| Task to carry out |
Reproduce the records below in full and word for word, excluding pictures.

(Records from a collection)

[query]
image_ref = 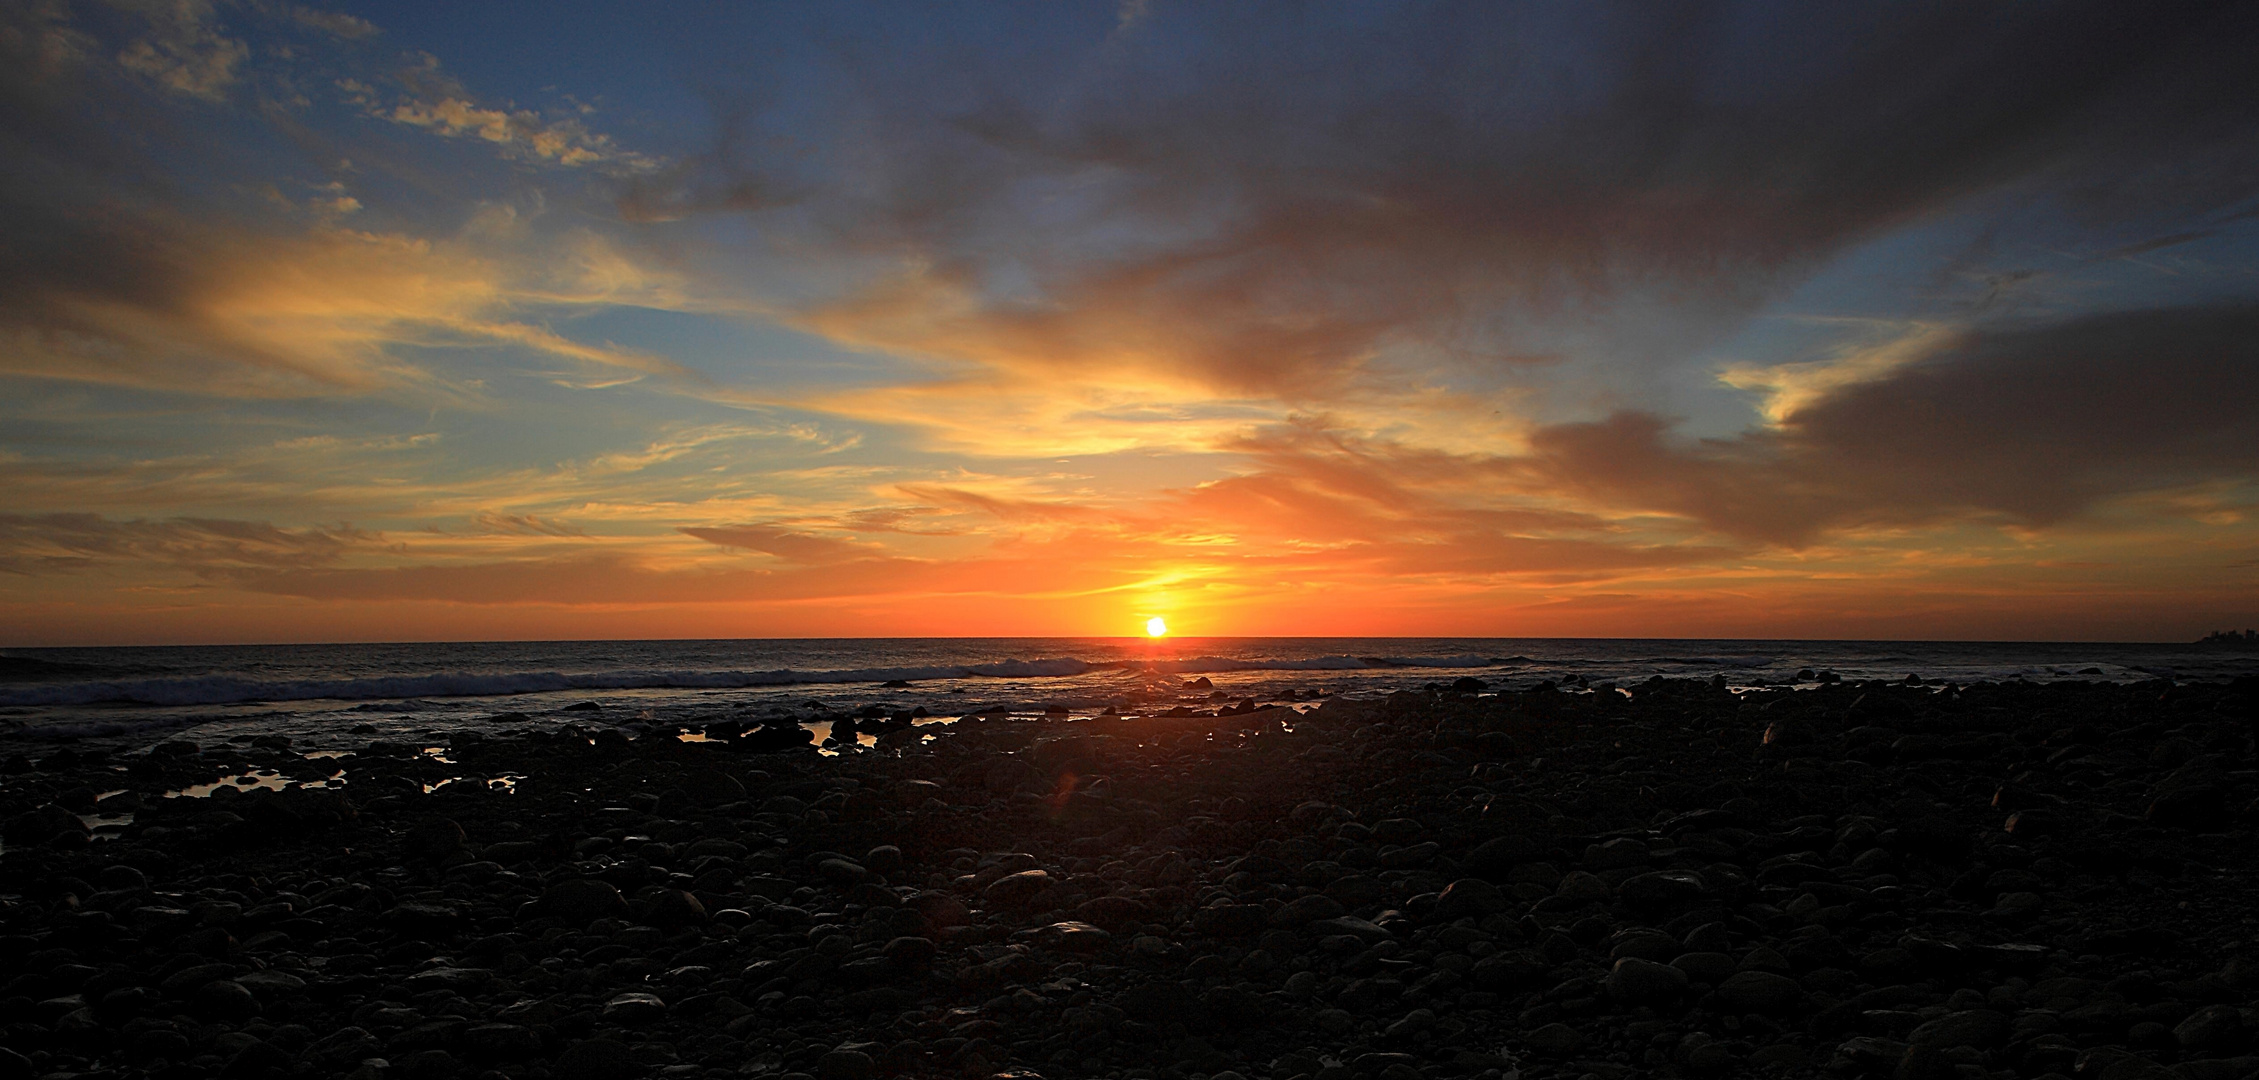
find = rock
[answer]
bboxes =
[2148,785,2226,828]
[883,936,938,968]
[1193,903,1266,937]
[1713,970,1802,1015]
[222,1040,293,1077]
[459,1023,541,1062]
[382,901,466,938]
[817,859,870,887]
[1738,945,1791,973]
[1555,871,1611,904]
[398,1050,461,1080]
[672,769,745,806]
[1472,950,1549,992]
[195,979,259,1021]
[2,803,86,846]
[911,891,971,928]
[544,879,629,921]
[99,864,149,890]
[1307,916,1394,943]
[1671,951,1737,985]
[2176,1004,2248,1051]
[1829,1037,1910,1075]
[305,1027,382,1064]
[984,759,1043,794]
[1377,841,1440,868]
[1432,877,1508,919]
[1463,834,1546,879]
[1326,874,1388,907]
[1618,870,1705,914]
[864,845,905,876]
[1374,818,1424,845]
[554,1038,640,1080]
[983,869,1051,907]
[818,1049,875,1080]
[1075,894,1149,930]
[1119,982,1189,1023]
[1607,956,1690,1004]
[235,969,307,999]
[1525,1022,1586,1056]
[643,888,707,927]
[1906,1009,2010,1049]
[2003,809,2059,837]
[1253,891,1336,926]
[1584,837,1648,870]
[602,992,667,1024]
[404,818,466,861]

| Response |
[query]
image_ref = 
find = rock
[answer]
bboxes =
[2148,785,2226,828]
[883,936,938,968]
[1193,903,1266,937]
[1713,970,1802,1015]
[222,1040,293,1077]
[459,1023,541,1062]
[382,901,466,938]
[817,859,870,887]
[1738,945,1791,973]
[1555,871,1611,904]
[398,1050,461,1080]
[672,769,745,806]
[1472,950,1549,992]
[195,979,259,1021]
[2,803,86,846]
[911,891,971,928]
[544,879,629,921]
[99,864,149,890]
[1307,916,1394,943]
[1671,951,1737,985]
[2176,1004,2248,1051]
[1829,1037,1910,1075]
[305,1027,382,1064]
[984,759,1043,794]
[1377,841,1440,868]
[1432,877,1508,919]
[1463,834,1546,879]
[1326,874,1388,907]
[1618,870,1705,914]
[864,845,905,876]
[1374,818,1424,845]
[554,1038,640,1080]
[983,869,1051,907]
[818,1049,875,1080]
[1075,894,1149,930]
[1119,982,1189,1023]
[1607,956,1690,1004]
[235,969,307,999]
[1525,1022,1586,1056]
[643,888,707,927]
[1906,1009,2010,1049]
[2003,809,2059,837]
[1253,891,1336,926]
[1584,837,1648,870]
[602,992,667,1024]
[404,818,466,861]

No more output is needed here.